▶ **PROBLEMS AND TASKS**:
[A] Answer these questions about the Fintech South text, one per line:
(i) Which state was the first to adopt the digital government ID?
(ii) Whose entry into the buy now, pay later market was debated in the point of sale and e-commerce session?
(iii) From what kind of identity storage have corporations shifted over the past few years?
[B] Return word for word the part of the Fintech South text from "POS & E-commerce" up to and including "of digital wallets.".

▶ **SELECTED PASSAGE**:
· · · · · · ·
Identity, Security, & Privacy

The Fintech South sessions—related to identity, security, and privacy—provided context for where identity and access management (IAM) has been, current challenges organizations may be facing, and where identity is going in the future. (Forvis Mazars’ Ben Sady participated in a panel discussion on this topic.)
Over the past few years, corporations have shifted from decentralized identity storage to centralized identity management. With the inclusion of identity governance and administration (IGA) tools to improve workflow, automation, and audit trails, opportunities exist to simplify identity management approaches, adopt multifactor authentication (MFA), and implement IAM/IGA solutions more broadly across the enterprise. Additionally, since identity is a core competency of information security and zero-trust principles, the speakers discussed a need for further education, training, and process improvement in order to deliver on the future capabilities of identity management. 
For customer identity management, we are seeing more “edge” authentication where companies are allowing reliance on other entities’ customer authentication services, e.g., Google, Facebook, Apple. Additionally, we are using technology to enable a trusted digital transformation from physical government ID documents to digital documents, e.g., mobile driver’s license. The combination of “edge” authentication and trusted digital government ID is expected to alter the way we approach customer identity and authentication. The recent announcement by Apple to incorporate mobile driver’s licenses into their Apple Wallet is expected to provide a boost to user experience, as well as broaden adoption across the country. Arizona is the first state to adopt the digital government ID. Georgia, Connecticut, Iowa, Kentucky, Maryland, Oklahoma, Utah, Colorado, Hawaii, Mississippi, Ohio, and the territory of Puerto Rico are next to follow in Arizona’s footsteps.2   

POS & E-commerce

The point of sale (POS) and e-commerce session provided a healthy debate on the impact of Apple’s entry into the buy now, pay later (BNPL) market space. BNPL is not new and technology-enabled lending has existed for a long time. However, it is a new option for many consumers, and given Apple’s considerable reach, there could be widespread adoption by consumers to take advantage of their extended payment terms and bypass the use of existing payment channels. Additionally, it could lead to increased adoption of digital wallets. 
There are potential negative impacts to consumers who change buying habits enticed by the luxury of spreading out payments across time. With the ease of using BNPL services, some consumers might make purchases they typically would not and become financially overextended. Financial institutions may need to monitor the developing situation to understand the BNPL impacts on consumer buying behavior and credit scores.
· · · · · · ·
▶ **DATA RECORDS**:
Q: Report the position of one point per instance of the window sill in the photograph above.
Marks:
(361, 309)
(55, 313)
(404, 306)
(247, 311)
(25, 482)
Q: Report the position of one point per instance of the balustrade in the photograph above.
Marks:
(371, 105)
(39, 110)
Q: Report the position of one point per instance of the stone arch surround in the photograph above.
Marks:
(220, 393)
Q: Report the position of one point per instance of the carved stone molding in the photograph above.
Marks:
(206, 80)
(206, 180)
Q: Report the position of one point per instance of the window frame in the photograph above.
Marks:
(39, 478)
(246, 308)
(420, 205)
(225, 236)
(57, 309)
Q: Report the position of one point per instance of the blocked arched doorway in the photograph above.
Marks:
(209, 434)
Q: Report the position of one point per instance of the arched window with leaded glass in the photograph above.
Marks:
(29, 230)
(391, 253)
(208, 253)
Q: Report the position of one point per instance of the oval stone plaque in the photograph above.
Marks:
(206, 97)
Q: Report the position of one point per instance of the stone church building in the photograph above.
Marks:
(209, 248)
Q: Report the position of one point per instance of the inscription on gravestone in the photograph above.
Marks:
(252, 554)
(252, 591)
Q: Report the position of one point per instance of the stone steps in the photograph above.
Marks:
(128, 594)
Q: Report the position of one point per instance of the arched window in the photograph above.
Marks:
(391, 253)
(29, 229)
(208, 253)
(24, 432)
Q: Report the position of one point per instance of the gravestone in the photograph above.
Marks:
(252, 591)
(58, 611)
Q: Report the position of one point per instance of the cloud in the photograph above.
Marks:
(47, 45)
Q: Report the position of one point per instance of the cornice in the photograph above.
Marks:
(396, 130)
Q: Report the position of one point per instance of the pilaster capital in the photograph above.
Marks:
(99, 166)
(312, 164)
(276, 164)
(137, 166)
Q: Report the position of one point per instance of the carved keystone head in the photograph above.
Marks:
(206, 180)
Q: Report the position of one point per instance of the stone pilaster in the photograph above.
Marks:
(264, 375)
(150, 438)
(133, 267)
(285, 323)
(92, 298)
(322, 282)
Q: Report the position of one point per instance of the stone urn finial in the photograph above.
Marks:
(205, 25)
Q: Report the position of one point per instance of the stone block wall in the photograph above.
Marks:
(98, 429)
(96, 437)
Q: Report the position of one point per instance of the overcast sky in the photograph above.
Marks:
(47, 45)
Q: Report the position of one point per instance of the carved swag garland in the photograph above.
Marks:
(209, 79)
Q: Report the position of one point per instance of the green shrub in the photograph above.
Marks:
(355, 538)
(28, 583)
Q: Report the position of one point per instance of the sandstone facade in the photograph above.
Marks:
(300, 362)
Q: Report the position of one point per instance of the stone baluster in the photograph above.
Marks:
· · · · · · ·
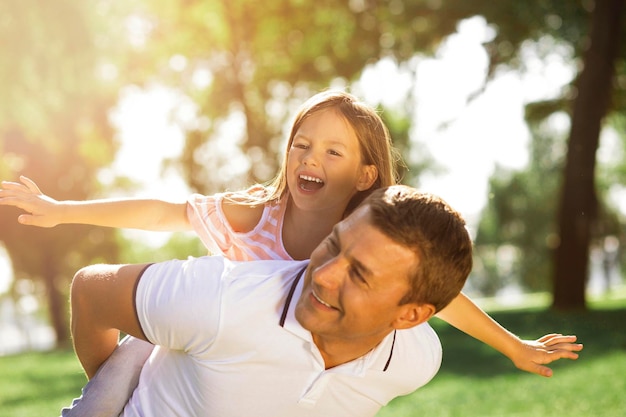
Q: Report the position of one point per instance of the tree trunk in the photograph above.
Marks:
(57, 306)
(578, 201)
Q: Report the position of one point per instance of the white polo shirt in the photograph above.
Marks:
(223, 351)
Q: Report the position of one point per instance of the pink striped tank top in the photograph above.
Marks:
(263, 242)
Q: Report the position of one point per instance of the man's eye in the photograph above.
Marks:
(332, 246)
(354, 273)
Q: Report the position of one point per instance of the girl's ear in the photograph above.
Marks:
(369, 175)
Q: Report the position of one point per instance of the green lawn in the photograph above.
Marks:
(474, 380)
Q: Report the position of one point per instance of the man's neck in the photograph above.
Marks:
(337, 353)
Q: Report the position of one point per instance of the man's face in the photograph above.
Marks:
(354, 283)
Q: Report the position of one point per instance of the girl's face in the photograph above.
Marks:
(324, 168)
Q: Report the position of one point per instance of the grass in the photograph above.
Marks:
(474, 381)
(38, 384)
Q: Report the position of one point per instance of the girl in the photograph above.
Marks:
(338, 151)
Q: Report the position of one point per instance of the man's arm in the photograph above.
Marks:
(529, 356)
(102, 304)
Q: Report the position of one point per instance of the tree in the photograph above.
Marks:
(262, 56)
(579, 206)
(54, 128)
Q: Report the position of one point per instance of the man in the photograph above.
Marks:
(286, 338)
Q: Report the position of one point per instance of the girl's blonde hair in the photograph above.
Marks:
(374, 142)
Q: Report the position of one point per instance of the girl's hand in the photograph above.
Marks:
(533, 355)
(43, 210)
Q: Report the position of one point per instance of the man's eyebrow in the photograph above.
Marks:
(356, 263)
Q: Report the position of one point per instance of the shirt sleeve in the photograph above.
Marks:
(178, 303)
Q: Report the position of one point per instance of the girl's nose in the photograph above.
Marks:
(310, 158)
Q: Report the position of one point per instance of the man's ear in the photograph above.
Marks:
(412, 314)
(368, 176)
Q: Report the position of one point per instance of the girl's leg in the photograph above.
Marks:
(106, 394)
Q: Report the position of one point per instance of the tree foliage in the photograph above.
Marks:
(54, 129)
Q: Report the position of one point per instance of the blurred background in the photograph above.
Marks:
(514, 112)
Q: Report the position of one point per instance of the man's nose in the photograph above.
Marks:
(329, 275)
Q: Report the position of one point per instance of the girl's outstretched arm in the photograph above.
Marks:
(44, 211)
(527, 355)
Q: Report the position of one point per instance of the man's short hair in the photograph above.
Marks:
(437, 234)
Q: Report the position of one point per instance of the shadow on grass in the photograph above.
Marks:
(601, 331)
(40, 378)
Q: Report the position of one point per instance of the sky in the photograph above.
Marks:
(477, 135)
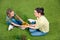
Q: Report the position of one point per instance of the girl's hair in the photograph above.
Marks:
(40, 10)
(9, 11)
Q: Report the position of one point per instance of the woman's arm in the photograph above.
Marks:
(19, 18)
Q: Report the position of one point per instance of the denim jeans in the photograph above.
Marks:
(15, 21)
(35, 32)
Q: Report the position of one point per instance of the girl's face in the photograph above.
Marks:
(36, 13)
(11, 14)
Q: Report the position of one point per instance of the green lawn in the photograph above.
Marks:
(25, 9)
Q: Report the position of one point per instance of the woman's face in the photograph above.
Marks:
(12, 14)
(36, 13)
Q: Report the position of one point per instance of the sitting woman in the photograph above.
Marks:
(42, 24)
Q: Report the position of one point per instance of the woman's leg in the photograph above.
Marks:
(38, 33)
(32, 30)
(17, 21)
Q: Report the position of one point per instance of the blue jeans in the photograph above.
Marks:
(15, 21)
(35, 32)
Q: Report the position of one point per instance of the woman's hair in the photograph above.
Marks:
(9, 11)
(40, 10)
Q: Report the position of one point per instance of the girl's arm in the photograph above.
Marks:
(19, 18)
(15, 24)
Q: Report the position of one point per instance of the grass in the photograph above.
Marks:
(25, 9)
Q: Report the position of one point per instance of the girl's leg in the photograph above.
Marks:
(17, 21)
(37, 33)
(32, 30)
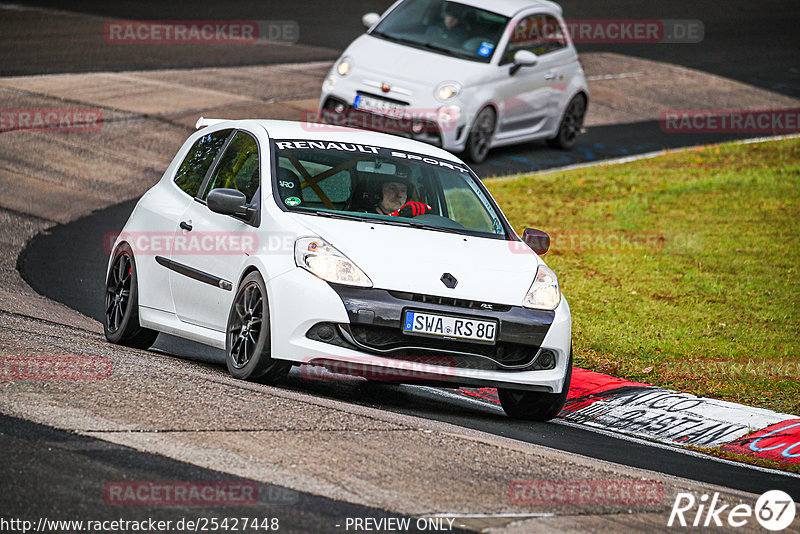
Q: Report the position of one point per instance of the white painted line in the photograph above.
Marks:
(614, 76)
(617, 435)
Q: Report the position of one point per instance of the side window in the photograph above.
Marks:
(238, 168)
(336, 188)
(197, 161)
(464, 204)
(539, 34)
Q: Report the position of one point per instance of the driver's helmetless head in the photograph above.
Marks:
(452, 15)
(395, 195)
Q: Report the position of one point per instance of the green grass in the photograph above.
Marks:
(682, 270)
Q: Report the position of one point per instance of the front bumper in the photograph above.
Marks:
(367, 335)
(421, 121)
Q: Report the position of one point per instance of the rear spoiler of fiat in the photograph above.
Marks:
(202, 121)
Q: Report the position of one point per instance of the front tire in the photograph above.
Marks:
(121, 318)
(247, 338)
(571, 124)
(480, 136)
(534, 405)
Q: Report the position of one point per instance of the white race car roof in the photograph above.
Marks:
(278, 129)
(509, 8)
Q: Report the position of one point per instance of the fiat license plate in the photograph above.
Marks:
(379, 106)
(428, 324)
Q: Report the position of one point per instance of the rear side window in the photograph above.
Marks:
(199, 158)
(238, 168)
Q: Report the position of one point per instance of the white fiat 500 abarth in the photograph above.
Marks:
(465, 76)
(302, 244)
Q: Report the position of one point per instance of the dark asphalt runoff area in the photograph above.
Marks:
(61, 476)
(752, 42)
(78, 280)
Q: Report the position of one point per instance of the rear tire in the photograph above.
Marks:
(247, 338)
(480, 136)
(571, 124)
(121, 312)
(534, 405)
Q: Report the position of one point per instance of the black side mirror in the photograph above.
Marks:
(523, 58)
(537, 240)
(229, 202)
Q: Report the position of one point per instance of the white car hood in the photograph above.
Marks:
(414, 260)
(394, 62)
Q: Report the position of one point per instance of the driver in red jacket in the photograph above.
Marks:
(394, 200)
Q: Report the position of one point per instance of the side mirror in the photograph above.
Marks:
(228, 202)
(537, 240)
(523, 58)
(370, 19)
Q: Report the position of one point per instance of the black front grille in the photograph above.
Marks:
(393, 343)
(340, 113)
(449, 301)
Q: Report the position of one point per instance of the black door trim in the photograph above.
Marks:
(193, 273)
· · · · · · ·
▶ **RESULTS OF THE TASKS**:
[A]
(i) Arizona
(ii) Apple's
(iii) Decentralized identity storage

[B]
POS & E-commerce

The point of sale (POS) and e-commerce session provided a healthy debate on the impact of Apple’s entry into the buy now, pay later (BNPL) market space. BNPL is not new and technology-enabled lending has existed for a long time. However, it is a new option for many consumers, and given Apple’s considerable reach, there could be widespread adoption by consumers to take advantage of their extended payment terms and bypass the use of existing payment channels. Additionally, it could lead to increased adoption of digital wallets.